[PROMPT]:
Carry the post on connecting with others forward from its last sentence, keeping its voice and first-person perspective.
— Begin TEXT SHOWN —
Restoring Connection, vol. IV: Connection to Others (part I)
Volume IV of a nine-volume series on restoring connection in our world (and the 1st of 3 posts on Connecting With Others)
This is the fourth in a nine-part mini-series about restoring connection in our world and why and how disconnection is at the heart of so many of the grand issues of our time. If you haven’t already, check out the series introduction and table of contents.
NOTE: this topic (connecting with others) is such an important one that I’ve split it into 3 parts.
"No road is long with good company."
- Turkish proverb
I’m writing this post in a remote village in northern Laos.
(I’ll be home by the time I hit ‘publish’, but it was written with the spirit of this village in mind)
I’m 3 weeks into a monthlong trip to Vietnam and Laos with my wife and children, currently in the village of Muang Sone on the banks of the tranquil Ou river. In this village of about 130 families, while the rice harvest is often a concern, loneliness and disconnection are not daily concerns.
With an average family size of 4 to 5 children, extended families of 15 people or more per household, and neighbours living in close proximity, solitary living and loneliness are virtually unheard of.
— End TEXT SHOWN —
— Begin INFORMATION SUPPLIED —
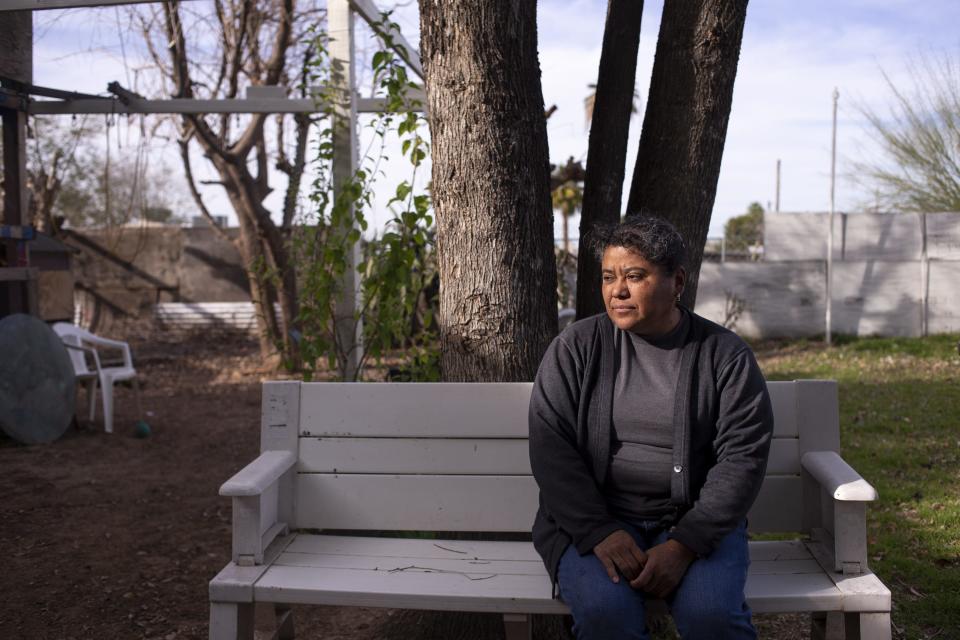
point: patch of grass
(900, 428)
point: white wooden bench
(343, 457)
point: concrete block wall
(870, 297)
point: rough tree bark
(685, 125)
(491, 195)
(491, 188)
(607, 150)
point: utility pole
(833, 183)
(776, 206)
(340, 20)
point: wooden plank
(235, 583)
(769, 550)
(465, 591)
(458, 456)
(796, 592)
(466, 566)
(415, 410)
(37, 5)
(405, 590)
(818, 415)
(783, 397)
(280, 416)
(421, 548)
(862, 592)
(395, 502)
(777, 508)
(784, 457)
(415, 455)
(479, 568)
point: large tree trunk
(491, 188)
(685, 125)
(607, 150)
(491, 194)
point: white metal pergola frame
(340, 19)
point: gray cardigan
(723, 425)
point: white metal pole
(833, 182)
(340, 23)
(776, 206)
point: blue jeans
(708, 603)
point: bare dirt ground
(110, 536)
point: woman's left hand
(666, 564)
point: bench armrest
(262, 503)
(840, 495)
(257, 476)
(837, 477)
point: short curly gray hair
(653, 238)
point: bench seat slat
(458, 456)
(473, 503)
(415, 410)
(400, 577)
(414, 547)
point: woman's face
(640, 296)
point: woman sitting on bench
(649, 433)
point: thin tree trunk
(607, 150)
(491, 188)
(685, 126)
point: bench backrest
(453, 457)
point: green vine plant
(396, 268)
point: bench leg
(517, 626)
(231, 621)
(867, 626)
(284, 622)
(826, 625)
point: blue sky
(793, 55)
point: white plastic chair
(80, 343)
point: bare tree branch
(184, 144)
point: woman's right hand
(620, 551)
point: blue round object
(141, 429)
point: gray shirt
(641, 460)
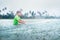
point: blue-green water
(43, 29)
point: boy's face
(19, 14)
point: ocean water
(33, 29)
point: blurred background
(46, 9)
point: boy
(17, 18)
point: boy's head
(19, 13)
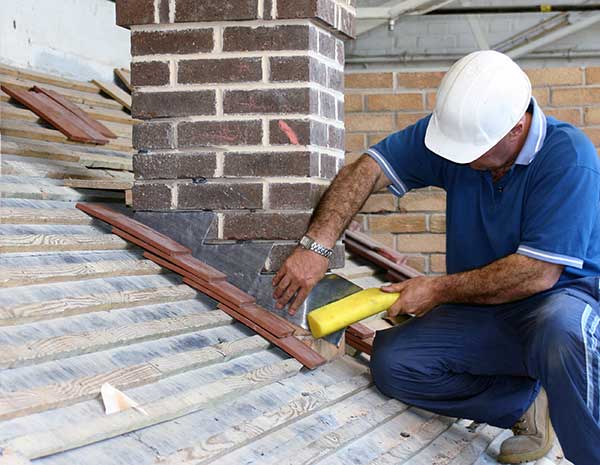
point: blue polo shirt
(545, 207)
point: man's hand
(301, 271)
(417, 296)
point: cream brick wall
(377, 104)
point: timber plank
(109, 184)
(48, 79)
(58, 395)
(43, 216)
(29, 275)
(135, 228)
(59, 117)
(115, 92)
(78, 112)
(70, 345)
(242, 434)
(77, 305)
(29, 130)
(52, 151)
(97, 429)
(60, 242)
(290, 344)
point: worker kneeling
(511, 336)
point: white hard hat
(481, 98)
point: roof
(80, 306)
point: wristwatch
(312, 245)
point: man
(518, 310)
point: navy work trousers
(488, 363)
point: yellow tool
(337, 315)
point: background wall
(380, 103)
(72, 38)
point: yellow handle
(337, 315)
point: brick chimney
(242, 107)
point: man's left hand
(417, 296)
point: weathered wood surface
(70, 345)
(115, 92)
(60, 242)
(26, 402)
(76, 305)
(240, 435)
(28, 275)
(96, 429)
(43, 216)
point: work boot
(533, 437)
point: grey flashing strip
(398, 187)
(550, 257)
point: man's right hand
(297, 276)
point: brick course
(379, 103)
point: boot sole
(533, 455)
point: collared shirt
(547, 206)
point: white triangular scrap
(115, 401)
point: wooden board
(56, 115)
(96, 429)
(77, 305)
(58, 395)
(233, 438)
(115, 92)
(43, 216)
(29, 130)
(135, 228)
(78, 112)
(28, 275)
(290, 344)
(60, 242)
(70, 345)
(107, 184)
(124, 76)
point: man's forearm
— End INFORMATION SUPPLIED —
[OUTPUT BELOW]:
Meals are eaten communally and multi-generationally, often in front of the house and facing the street; the harvest is typically shared so that those with more share with those who received less. While life can be hard and poverty is rife, in this region of Laos people know each other and they look after each other. They live deeply interconnected lives.
Bowling Alone: An Epidemic
Contrast the scene here with my home continent of North America, where loneliness is endemic.
In Robert Putnam’s groundbreaking 2000 book Bowling Alone, he described the breakdown of what he called ‘social capital’ that had taken place in the United States over the previous 50 years and the epidemic of loneliness that had taken root in America’s towns, cities and rural areas.
In the 20+ years since that book was published, the problem has only gotten worse. Statistics of loneliness in the US and western countries show that social isolation and loneliness have reached epidemic levels and are on the rise.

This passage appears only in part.